Records excerpted from a collection:
= = =
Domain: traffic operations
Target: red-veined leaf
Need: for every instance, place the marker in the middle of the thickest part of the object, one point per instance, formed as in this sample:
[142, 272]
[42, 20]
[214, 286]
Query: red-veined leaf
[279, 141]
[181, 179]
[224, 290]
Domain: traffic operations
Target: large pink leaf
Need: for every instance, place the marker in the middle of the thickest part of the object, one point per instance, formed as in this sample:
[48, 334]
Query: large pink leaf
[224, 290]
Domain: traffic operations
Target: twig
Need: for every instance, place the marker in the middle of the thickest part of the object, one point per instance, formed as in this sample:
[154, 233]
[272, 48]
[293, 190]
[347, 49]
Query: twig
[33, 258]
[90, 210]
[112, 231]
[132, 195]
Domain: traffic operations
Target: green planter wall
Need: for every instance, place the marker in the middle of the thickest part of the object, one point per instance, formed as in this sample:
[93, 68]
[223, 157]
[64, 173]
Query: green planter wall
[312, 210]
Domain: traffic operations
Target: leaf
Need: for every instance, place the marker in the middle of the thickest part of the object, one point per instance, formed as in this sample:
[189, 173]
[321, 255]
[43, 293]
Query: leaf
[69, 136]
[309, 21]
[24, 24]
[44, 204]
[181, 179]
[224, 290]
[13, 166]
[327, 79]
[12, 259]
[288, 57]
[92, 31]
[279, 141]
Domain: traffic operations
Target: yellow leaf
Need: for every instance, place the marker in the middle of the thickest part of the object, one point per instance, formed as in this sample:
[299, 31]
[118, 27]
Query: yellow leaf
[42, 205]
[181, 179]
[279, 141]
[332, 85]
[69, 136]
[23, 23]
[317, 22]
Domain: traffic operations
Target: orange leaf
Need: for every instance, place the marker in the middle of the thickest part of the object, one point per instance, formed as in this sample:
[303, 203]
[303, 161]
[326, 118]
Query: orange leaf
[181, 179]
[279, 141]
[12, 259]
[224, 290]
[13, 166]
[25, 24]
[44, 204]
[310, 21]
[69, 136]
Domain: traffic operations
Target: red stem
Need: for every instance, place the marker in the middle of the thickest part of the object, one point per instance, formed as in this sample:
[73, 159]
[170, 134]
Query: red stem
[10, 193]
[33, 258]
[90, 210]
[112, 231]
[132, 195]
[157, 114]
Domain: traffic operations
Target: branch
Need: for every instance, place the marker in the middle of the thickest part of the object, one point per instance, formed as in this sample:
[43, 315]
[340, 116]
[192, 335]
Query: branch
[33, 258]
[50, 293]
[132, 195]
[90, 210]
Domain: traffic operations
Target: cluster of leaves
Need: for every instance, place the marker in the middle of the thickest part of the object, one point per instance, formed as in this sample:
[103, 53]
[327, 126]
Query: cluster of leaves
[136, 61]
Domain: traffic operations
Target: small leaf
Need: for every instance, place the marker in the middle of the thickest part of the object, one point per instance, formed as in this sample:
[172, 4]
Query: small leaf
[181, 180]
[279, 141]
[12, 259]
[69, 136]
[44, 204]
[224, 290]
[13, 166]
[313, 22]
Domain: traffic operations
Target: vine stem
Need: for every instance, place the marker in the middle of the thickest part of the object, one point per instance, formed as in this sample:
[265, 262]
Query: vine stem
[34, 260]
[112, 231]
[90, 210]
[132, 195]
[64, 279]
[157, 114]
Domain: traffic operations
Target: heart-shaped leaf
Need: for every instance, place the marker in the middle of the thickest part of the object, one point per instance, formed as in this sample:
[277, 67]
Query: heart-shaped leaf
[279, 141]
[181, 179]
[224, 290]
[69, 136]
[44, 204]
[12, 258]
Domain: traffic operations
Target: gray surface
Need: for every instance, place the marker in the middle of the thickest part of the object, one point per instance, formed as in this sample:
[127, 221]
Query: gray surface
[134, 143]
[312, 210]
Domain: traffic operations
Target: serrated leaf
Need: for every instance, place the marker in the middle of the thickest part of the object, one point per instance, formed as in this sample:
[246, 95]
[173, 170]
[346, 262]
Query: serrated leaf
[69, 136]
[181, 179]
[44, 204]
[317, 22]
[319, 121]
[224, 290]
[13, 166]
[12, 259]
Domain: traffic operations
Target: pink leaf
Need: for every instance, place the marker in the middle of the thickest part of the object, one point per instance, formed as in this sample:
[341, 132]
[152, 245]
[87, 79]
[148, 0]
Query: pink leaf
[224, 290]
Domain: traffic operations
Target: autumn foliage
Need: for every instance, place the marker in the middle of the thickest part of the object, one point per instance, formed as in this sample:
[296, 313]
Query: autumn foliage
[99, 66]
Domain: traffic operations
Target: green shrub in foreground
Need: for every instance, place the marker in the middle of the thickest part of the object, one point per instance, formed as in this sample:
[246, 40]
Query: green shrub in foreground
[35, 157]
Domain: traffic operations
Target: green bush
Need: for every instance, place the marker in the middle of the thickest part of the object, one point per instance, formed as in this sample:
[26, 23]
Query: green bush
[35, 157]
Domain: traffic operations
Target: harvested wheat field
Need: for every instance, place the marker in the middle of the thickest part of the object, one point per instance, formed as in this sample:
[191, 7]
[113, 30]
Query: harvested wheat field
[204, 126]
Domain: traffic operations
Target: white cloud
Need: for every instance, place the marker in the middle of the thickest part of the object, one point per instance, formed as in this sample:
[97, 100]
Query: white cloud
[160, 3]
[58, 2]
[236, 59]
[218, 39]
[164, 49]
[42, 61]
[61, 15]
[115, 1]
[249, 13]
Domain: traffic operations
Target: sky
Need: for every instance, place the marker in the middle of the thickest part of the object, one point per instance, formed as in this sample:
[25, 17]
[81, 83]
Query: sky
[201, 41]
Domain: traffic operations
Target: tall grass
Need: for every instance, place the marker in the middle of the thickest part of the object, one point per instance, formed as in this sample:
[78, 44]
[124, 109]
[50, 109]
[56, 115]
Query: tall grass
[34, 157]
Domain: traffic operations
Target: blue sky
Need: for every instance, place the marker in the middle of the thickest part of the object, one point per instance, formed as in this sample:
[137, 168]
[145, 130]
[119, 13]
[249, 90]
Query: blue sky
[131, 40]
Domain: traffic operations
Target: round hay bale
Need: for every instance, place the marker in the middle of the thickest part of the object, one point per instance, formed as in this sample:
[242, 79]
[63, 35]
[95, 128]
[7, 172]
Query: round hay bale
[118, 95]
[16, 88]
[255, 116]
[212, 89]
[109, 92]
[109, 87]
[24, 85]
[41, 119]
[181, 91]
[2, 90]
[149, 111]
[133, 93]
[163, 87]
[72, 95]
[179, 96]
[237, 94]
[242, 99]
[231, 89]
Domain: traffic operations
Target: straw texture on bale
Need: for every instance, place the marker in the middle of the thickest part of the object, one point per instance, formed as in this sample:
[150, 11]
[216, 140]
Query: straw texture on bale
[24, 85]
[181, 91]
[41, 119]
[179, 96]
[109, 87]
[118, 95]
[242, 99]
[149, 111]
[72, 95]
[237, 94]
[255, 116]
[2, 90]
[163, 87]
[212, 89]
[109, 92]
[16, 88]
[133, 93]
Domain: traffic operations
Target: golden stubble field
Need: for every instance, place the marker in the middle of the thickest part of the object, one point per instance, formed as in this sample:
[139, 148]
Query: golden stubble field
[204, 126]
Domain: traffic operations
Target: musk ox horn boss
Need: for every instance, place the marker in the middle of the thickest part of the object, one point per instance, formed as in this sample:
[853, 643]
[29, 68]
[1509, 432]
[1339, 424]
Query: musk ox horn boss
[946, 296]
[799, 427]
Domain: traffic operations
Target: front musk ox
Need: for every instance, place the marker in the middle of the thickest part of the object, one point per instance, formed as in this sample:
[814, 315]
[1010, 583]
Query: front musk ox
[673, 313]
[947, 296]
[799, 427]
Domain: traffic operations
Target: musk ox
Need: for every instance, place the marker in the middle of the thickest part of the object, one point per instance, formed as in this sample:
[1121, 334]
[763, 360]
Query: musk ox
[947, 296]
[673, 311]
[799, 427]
= = =
Locate each line in the material above that contains the word "cloud", and copy those lines.

Target: white cloud
Query: white cloud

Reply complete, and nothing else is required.